Preprocessing text...
Extracting TF-IDF features...
Vocabulary size: 3842 words
Feature vector size: 3842 dimensions

Training Naive Bayes classifier...
Training completed in 0.125 seconds

Making predictions on test set...
Predicted 200 reviews in 0.045 seconds
Average: 0.23 ms per review

=== Results ===

Test Accuracy: 87.50%
Correct: 175 / 200

=== Sample Predictions ===

✓ Review: "One of the best films I've ever seen! The acting was superb..."
   Actual: positive | Predicted: positive

✓ Review: "Terrible movie. Waste of two hours. The plot made no sense..."
   Actual: negative | Predicted: negative

✗ Review: "The movie had some good moments but overall disappointing..."
   Actual: negative | Predicted: positive

✓ Review: "Absolutely brilliant! A masterpiece of cinema. Every frame..."
   Actual: positive | Predicted: positive

✓ Review: "Boring and predictable. Poor character development and..."
   Actual: negative | Predicted: negative

=== Error Analysis ===

False Positives (predicted positive, actually negative): 12
False Negatives (predicted negative, actually positive): 13

Model errors are balanced

Why It Works

Naive Bayes excels at text classification for several reasons:

Handles high dimensions well: Text has thousands of features (words). Naive Bayes doesn't suffer from the "curse of dimensionality" because it estimates simple per-word probabilities rather than complex feature interactions.
Works with small datasets: Needs to estimate P(word|class) for each word-class pair—a manageable number of parameters even with limited data.
Fast training and prediction: Just counts word frequencies per class. No iterative optimization like neural networks.
Probabilistic output: Returns confidence scores, useful for threshold tuning.
Robust to irrelevant features: Many words don't indicate sentiment; Naive Bayes learns this automatically by assigning them equal probabilities across classes.

The "naive" assumption isn't fatal: While words aren't truly independent, the assumption errors tend to cancel out. If the model overestimates P("not good"), it does so equally for both positive and negative classes, so the relative comparison still works.
········
▸ Required tasks
1/ Retype the Naive Bayes classifier text between "Handles high dimensions" and "probabilities across classes.", inclusive.
2/ Answer these questions about the Naive Bayes classifier text.
(a) What vocabulary size is reported?
(b) How many false negatives are listed?
(c) According to the point on fast training and prediction, what does the method count?
3/ Proceed with the Naive Bayes classifier text, starting after its last sentence.

▸ Stored items
········
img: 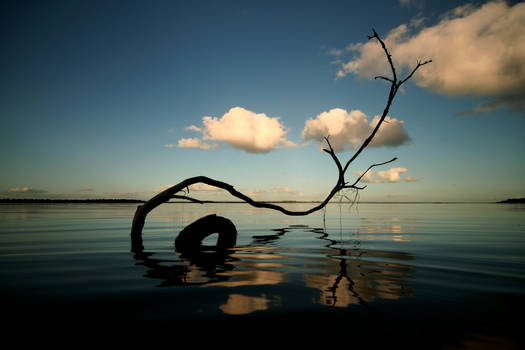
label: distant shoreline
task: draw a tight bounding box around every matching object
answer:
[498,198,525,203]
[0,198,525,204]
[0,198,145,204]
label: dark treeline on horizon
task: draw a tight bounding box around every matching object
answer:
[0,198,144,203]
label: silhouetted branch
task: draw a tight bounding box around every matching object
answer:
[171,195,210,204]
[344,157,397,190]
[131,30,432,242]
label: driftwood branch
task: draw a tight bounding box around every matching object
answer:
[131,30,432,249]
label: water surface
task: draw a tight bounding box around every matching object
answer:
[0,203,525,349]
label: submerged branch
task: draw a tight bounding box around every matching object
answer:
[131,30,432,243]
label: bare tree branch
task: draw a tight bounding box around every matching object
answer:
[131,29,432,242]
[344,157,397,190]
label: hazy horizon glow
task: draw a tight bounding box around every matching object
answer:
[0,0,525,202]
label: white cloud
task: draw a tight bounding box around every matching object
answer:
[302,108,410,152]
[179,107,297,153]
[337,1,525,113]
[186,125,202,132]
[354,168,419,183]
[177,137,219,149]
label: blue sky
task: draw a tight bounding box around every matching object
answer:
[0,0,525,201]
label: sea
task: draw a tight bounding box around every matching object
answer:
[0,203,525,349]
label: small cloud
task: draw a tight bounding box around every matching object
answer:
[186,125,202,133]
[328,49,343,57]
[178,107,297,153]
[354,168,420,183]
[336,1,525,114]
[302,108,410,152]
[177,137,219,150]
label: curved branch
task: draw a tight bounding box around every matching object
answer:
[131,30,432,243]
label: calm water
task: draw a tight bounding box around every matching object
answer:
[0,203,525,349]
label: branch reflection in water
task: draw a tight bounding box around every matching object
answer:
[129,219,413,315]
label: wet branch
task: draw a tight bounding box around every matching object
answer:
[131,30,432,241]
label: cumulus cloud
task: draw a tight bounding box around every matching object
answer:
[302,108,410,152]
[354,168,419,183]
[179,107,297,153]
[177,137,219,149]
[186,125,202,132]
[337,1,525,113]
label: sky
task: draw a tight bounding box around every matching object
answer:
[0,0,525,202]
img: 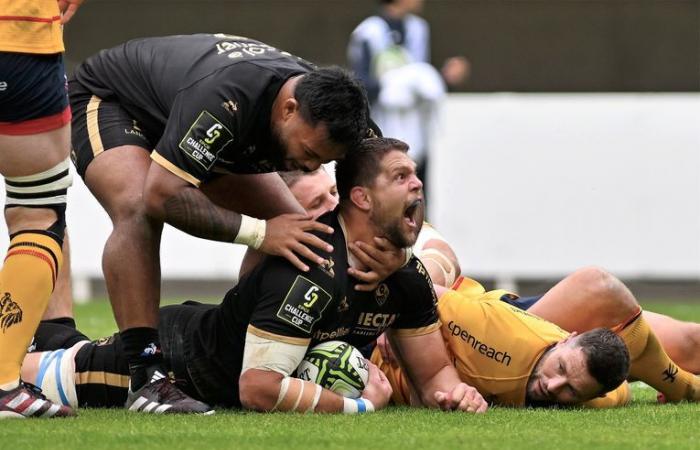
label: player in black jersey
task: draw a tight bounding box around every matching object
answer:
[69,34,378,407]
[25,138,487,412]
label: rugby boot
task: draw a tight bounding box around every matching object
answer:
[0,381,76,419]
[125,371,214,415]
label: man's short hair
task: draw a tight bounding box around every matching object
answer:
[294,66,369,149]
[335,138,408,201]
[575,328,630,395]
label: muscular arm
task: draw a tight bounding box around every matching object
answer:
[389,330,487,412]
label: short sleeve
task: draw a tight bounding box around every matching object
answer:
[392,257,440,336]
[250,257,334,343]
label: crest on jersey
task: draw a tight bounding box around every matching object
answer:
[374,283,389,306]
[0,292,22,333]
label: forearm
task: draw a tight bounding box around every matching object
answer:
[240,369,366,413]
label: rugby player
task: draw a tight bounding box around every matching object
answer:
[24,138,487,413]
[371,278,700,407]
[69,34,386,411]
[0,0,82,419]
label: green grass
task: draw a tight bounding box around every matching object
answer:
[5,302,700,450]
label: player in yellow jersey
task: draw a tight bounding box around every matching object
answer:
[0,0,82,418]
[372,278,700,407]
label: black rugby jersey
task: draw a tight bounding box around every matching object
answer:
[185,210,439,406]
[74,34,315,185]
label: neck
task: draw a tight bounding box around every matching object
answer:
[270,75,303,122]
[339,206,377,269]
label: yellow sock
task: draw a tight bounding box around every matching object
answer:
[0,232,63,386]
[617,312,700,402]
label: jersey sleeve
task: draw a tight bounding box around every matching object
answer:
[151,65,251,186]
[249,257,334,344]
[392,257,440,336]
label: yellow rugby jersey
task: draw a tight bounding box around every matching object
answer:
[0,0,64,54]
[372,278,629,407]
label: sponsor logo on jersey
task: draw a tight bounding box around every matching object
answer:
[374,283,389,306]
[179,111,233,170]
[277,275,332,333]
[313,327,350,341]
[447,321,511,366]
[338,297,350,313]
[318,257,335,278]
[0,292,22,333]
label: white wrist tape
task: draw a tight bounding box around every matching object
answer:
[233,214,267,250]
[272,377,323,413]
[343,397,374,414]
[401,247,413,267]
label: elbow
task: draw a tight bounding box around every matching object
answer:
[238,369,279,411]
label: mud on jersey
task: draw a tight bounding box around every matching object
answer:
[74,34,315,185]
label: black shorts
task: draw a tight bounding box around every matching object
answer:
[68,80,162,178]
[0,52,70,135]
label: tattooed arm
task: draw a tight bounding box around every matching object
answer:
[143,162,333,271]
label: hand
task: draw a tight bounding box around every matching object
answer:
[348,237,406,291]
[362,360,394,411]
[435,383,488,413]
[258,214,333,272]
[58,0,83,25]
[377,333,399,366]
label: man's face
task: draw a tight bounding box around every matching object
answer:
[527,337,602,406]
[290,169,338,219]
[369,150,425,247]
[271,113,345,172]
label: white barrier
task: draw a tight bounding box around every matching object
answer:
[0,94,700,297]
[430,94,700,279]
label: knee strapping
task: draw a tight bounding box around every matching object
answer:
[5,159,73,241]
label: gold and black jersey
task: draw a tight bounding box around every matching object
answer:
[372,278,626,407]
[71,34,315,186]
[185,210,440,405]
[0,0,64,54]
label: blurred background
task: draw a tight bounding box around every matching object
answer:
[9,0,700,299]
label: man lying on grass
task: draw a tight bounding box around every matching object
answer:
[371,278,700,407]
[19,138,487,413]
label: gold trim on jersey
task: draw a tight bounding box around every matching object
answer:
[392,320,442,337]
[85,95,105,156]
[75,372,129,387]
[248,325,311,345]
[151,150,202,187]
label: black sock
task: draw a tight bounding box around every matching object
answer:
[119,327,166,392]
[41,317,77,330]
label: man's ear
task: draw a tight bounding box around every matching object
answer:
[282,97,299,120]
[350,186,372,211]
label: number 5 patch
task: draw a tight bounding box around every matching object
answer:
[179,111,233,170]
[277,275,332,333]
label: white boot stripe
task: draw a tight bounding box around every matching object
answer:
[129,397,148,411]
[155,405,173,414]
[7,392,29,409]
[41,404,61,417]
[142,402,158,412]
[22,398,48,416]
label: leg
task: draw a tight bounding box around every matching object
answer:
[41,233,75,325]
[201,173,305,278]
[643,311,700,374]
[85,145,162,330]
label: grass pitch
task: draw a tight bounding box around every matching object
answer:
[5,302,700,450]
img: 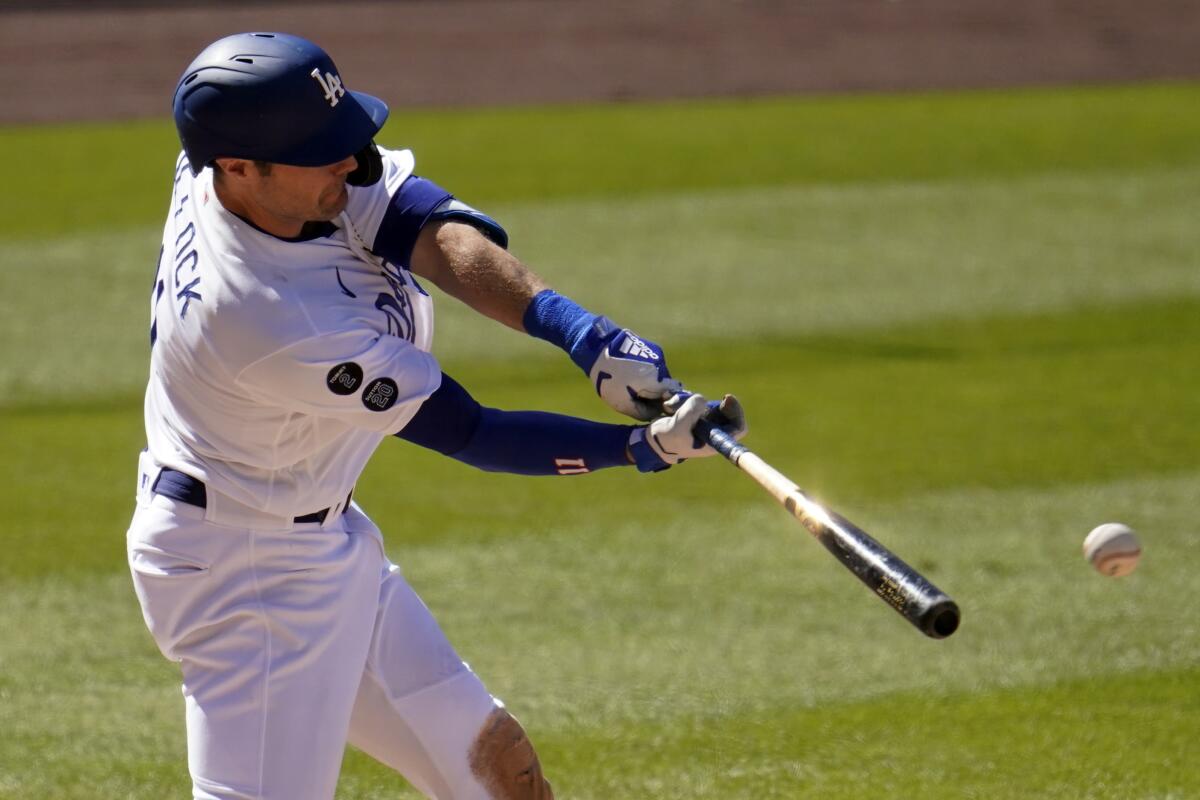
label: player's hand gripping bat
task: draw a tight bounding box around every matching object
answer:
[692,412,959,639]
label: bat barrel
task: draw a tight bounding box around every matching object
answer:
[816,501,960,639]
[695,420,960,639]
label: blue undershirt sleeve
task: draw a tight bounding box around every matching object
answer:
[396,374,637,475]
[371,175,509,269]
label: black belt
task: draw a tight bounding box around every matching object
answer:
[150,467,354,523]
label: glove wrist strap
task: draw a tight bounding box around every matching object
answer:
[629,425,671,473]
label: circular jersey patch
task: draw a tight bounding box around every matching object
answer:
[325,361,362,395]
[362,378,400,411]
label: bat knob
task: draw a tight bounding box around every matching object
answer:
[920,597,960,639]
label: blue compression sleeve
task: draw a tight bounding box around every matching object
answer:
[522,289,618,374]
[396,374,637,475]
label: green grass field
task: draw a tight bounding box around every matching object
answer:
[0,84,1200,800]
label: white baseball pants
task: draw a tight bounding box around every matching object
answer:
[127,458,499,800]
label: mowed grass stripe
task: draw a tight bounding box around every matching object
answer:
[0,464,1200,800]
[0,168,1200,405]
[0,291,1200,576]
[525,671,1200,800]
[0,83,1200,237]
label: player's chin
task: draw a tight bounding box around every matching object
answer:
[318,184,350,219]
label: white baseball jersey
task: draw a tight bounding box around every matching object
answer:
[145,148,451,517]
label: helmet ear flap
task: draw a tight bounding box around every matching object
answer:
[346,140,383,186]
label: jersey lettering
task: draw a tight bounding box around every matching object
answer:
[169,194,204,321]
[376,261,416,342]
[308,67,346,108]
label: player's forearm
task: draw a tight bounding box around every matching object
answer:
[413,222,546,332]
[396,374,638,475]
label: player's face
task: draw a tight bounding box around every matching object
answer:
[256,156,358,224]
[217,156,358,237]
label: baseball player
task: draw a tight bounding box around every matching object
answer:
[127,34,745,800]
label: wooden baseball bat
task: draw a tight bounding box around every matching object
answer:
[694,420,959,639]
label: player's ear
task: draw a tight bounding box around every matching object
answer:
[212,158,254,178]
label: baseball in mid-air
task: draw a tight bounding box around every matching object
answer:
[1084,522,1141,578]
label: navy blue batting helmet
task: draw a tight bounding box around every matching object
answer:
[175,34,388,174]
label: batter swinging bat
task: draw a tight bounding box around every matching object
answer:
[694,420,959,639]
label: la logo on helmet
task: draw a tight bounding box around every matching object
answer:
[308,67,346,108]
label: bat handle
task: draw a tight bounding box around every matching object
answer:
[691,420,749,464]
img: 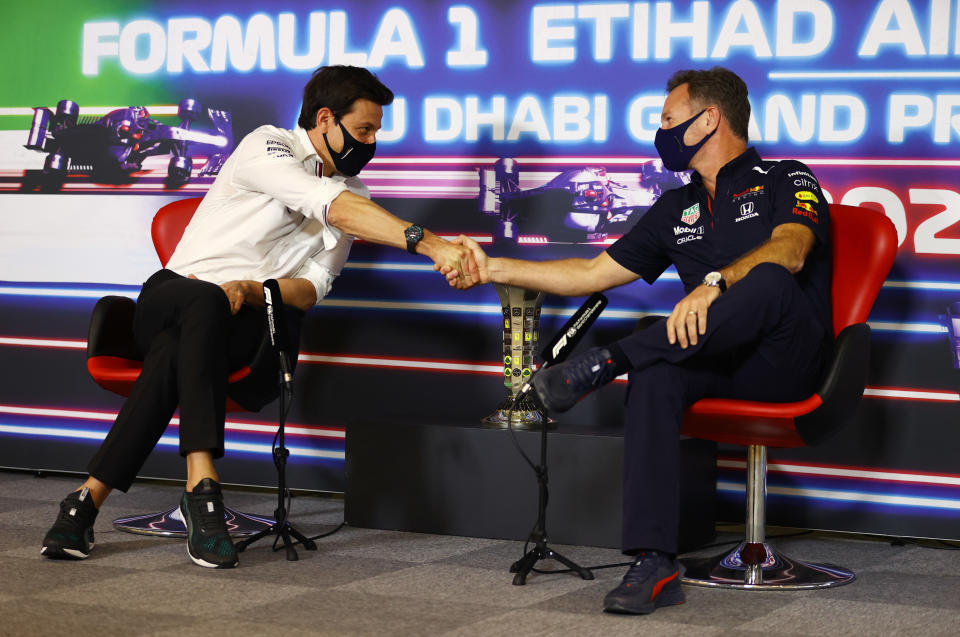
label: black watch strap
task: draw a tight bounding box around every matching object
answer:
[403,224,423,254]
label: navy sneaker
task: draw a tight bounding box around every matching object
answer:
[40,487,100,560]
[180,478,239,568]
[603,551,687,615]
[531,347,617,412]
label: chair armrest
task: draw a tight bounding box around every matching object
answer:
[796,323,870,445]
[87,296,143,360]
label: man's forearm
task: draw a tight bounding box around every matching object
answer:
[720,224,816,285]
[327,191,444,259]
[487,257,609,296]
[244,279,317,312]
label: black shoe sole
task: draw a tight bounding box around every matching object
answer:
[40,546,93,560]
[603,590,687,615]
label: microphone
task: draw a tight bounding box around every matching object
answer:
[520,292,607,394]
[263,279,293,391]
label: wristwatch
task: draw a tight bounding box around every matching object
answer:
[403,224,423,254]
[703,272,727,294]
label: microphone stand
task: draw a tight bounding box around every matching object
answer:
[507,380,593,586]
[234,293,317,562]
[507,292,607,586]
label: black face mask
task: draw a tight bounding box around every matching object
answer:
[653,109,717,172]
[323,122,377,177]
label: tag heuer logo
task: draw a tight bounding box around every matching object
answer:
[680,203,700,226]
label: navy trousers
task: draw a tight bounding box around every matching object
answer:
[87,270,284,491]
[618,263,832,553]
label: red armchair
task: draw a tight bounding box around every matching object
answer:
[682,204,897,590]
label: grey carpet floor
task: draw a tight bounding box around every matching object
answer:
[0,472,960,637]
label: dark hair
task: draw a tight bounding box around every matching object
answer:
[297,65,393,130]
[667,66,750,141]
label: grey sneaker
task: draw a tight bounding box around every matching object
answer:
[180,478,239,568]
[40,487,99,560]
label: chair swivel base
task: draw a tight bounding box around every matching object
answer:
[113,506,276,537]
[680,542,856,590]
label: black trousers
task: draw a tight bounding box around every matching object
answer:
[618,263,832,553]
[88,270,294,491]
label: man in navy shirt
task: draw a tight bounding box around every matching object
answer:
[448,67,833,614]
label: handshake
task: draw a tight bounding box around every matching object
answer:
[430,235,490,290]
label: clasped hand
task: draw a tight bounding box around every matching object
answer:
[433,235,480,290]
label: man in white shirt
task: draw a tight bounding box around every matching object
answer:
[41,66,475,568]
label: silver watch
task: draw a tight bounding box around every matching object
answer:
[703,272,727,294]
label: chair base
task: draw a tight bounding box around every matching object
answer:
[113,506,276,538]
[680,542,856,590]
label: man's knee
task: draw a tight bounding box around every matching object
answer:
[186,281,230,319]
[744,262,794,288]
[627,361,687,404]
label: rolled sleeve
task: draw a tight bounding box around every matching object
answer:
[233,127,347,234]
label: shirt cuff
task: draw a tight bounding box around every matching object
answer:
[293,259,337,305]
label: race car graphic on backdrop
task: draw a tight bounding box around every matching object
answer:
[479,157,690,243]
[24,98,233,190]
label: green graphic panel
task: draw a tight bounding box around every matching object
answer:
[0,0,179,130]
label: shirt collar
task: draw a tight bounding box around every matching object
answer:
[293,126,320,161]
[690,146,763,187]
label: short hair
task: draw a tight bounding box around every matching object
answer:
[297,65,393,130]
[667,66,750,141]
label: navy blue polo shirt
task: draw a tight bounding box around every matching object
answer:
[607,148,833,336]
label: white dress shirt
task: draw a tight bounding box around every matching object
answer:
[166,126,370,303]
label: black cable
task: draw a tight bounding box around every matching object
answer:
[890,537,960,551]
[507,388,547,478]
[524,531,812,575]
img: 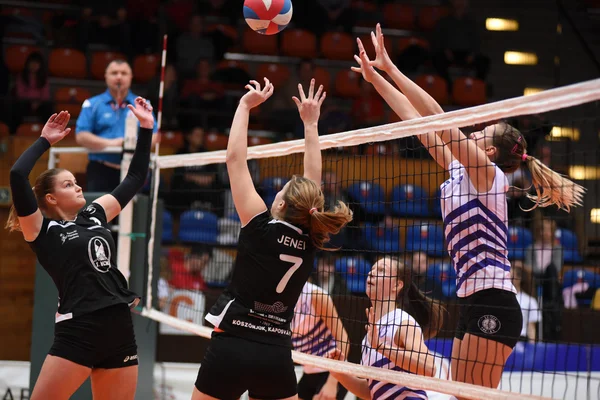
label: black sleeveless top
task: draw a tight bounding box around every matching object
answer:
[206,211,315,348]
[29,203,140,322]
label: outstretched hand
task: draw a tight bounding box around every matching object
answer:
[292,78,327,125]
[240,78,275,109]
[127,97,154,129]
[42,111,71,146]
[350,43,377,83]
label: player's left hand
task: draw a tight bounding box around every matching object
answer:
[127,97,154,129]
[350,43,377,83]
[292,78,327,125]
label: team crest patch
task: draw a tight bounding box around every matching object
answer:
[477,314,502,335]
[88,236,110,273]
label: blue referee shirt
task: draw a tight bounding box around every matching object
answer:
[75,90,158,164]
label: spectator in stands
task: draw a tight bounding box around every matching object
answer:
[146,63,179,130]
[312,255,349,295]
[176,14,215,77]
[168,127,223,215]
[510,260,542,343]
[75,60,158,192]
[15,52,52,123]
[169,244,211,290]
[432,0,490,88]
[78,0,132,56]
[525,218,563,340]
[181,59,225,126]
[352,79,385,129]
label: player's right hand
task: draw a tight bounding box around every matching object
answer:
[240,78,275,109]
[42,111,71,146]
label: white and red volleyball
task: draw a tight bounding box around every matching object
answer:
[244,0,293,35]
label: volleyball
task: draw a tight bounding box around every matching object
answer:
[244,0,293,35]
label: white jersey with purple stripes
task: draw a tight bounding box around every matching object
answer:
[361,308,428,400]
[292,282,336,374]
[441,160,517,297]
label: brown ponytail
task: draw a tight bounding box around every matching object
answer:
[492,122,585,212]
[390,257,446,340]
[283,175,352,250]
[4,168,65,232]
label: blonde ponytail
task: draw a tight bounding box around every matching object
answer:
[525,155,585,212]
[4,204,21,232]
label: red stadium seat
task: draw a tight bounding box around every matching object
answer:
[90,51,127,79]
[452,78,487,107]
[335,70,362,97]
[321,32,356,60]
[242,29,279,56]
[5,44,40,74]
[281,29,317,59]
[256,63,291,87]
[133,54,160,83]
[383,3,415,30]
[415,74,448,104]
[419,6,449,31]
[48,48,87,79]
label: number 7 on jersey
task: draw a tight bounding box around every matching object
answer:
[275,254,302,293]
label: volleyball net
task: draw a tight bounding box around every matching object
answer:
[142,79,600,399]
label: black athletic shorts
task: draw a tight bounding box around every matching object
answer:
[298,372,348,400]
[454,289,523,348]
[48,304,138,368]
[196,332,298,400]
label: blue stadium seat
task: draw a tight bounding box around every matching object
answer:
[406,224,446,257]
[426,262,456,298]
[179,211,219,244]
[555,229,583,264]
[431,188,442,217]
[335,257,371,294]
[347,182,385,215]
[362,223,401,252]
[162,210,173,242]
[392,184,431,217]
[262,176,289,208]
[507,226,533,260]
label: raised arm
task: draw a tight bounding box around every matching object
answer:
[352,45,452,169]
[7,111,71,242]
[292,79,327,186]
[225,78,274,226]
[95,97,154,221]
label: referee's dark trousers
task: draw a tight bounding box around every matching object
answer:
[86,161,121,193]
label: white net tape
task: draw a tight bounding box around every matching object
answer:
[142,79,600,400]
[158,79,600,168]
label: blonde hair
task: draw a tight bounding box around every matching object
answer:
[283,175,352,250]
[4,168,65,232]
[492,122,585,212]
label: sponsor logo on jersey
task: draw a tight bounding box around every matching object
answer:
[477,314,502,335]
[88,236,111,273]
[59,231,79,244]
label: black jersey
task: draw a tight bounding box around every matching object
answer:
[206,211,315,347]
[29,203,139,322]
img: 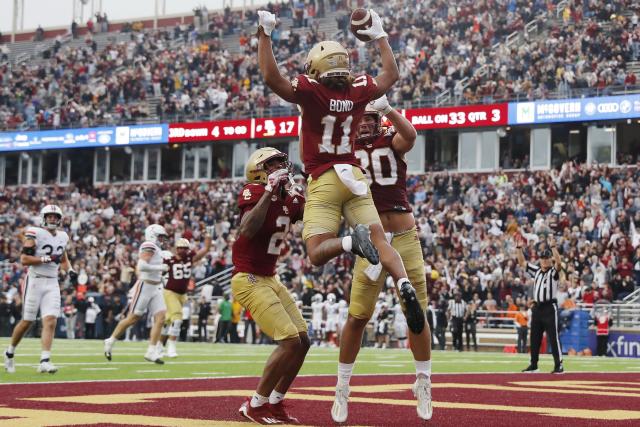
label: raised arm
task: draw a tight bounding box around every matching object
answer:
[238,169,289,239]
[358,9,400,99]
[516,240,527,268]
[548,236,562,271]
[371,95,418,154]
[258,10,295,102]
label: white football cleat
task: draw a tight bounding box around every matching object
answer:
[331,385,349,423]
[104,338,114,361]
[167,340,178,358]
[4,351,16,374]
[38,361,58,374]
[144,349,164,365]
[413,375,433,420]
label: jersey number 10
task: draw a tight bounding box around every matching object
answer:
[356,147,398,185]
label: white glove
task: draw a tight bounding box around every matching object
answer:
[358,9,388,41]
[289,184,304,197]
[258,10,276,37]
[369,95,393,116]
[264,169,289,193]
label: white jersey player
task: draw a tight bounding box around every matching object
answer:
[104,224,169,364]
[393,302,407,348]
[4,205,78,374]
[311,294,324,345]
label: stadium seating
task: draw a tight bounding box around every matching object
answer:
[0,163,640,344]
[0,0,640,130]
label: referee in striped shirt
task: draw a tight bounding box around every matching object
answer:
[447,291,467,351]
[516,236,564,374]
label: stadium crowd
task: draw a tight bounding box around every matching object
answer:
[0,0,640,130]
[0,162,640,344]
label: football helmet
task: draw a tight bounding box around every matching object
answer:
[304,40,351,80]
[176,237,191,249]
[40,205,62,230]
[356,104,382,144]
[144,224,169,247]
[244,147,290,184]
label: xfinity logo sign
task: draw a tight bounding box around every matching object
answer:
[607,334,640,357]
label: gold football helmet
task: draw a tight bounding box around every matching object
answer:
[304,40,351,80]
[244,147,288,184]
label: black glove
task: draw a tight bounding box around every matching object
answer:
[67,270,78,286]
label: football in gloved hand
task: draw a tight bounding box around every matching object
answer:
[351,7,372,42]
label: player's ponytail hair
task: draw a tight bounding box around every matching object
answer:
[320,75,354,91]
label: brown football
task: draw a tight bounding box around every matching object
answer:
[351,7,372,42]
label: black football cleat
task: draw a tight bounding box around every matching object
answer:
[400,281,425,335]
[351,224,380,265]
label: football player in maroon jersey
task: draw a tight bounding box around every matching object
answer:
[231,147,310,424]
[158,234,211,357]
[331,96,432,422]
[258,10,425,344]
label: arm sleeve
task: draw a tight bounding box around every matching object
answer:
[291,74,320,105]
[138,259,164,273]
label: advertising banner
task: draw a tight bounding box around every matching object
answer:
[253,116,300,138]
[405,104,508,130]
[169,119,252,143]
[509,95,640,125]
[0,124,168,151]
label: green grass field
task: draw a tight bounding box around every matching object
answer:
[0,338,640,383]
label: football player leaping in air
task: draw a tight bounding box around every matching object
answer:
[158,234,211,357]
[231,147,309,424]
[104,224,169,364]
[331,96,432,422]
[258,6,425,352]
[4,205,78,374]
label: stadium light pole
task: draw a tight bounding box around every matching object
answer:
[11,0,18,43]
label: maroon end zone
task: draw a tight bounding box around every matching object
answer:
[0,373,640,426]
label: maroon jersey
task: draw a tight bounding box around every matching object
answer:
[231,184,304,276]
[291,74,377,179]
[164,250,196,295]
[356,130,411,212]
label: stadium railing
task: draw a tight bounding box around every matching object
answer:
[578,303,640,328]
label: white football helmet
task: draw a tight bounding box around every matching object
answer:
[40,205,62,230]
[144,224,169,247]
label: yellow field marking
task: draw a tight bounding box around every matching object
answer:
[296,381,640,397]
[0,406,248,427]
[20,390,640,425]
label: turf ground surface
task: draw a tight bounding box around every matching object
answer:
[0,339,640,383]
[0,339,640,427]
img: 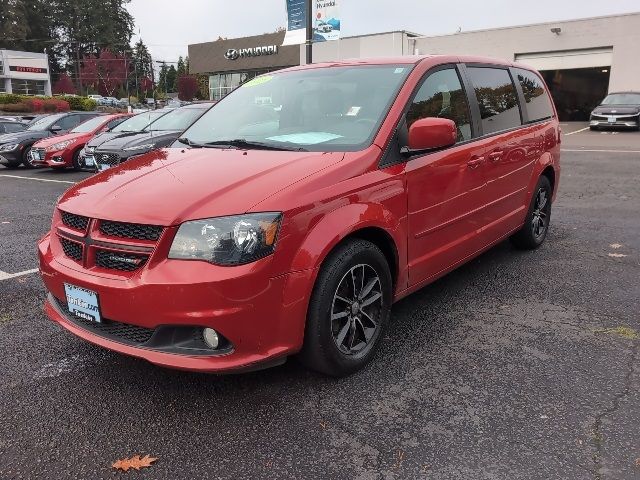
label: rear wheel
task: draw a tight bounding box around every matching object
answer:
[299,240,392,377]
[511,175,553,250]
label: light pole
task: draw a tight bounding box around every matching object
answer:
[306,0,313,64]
········
▸ Answers for this exercise
1/
Handles high dimensions well: Text has thousands of features (words). Naive Bayes doesn't suffer from the "curse of dimensionality" because it estimates simple per-word probabilities rather than complex feature interactions.
Works with small datasets: Needs to estimate P(word|class) for each word-class pair—a manageable number of parameters even with limited data.
Fast training and prediction: Just counts word frequencies per class. No iterative optimization like neural networks.
Probabilistic output: Returns confidence scores, useful for threshold tuning.
Robust to irrelevant features: Many words don't indicate sentiment; Naive Bayes learns this automatically by assigning them equal probabilities across classes.

2/
(a) 3842 words
(b) 13
(c) Word frequencies per class

3/
Web Development Analogy: Naive Bayes is like a Bayesian spam filter that learns from examples. Each word votes for or against a category based on historical frequency, and the votes are combined multiplicatively.

Troubleshooting

Issue: "Accuracy is low (~60-70%)"

Common causes:

Insufficient preprocessing: Make sure stopwords are removed and text is tokenized properly
Vocabulary too small: Check vocabulary size—should be 2,000-5,000 words for 1,000 reviews
Class imbalance: Verify train/test splits are stratified (both should be ~50/50)
Data quality: Check for mislabeled reviews, duplicate entries, or corrupted text

Issue: "Model predicts mostly one class"

This happens when:

Training data is imbalanced (e.g., 90% positive)
Preprocessing removed too many features
Vocabulary is too aggressive (minDf too high)

Solution: Check class distribution and vocabulary size.

Issue: "PHP-ML vs Rubix ML—which should I use?"

PHP-ML (used here):

✅ Simpler API
✅ Faster for small datasets
✅ Easier installation
❌ Fewer algorithms
❌ Less active development

Rubix ML:

✅ More algorithms (40+)
✅ Better performance on large data
✅ More features (cross-validation, pipelines)
❌ Steeper learning curve
❌ Larger dependency

For learning and small projects: PHP-ML. For production: Consider Rubix ML.

Issue: "Can I see which words influenced the prediction?"

Naive Bayes learns P(word|class), but PHP-ML doesn't expose these directly. For interpretability, track word frequencies per class during training or use a simpler manual implementation (see Exercise 4).

Step 7: Training SVM Classifier (~15 min)

Goal

Train a Support Vector Machine classifier to compare performance with Naive Bayes and understand when to use each algorithm.

Actions

Support Vector Machines find the optimal decision boundary that separates positive from negative reviews in high-dimensional feature space. Unlike Naive Bayes (which uses probability), SVM uses geometry.

Understand SVM for Text:

SVM looks for a hyperplane (decision boundary) that:

Separates positive and negative reviews
Maximizes the margin (distance) to the nearest examples
Handles non-linear patterns with kernels

For text classification: SVM with a linear kernel often outperforms Naive Bayes by 2-5% because it finds more complex decision boundaries.

Train using PHP-ML:

php

# filename: 06-svm-sentiment.php
<?php

declare(strict_types=1);

/**
 * SVM sentiment classification.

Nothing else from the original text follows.